DOCUMENT:
####################

Join me in wishing the crew fair winds and safe sailing aboard their vessel Algolake launched 35 years ago yesterday. I mentioned my Facebook link with Algolake here more than a month ago. Boatnerd has more than a dozen fotos and all the specs here. As of this posting, the vessel is in the middle of Lake Superior, having departed Thunder Bay, ON laden with coal, Detroit-bound.
Their Facebook page results from the efforts of 1st Mate Brian McAlpine, 2nd Mate Frank Julian, and C/E Stefan Danielski. Their stated goal is as follows: “to present life on board the Great Lakes cargo ship seen from crew perspective, without embellishment and glorification.” In the past month, their FB site has included portraits of the nearly two dozen crew aboard the vessel, nicely done, I might add.
MV Algolake has a self-unloading system, which has evolved from a prototype nearly 100 years ago, allowing discharge of up to 6000 MT/hour. Crew size is 22, including three cargo-handling “tunnelmen.” I’d love to hear more about the duties of a tunnelman.
Average load size is 27,000 to 28,000 MT. Loa is 760.’ Typical cargoes are coal for power plants, metallurgical coal for steel plants, grain, iron ore, sand, gypsum rock, aggregates, potash, slag, AND especially important this time of year . . road salt.
Here she discharges road salt in Duluth. Two of the Algoma Central fleet may operate through the winter–assisted by icebreakers if necessary– delivering salt from Goderich, ON, to Chicago, Milwaukee, Cleveland, Buffalo . . . ports not involving locks.

####################

MATERIAL:
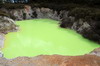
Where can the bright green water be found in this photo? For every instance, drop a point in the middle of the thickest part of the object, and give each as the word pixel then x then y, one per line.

####################

TASK STATEMENT:
Write out word for word the stretch of the Algolake post that opens with the words containing "Their Facebook page" and closes with "I might add.".

FINISHED ANSWER:
Their Facebook page results from the efforts of 1st Mate Brian McAlpine, 2nd Mate Frank Julian, and C/E Stefan Danielski. Their stated goal is as follows: “to present life on board the Great Lakes cargo ship seen from crew perspective, without embellishment and glorification.” In the past month, their FB site has included portraits of the nearly two dozen crew aboard the vessel, nicely done, I might add.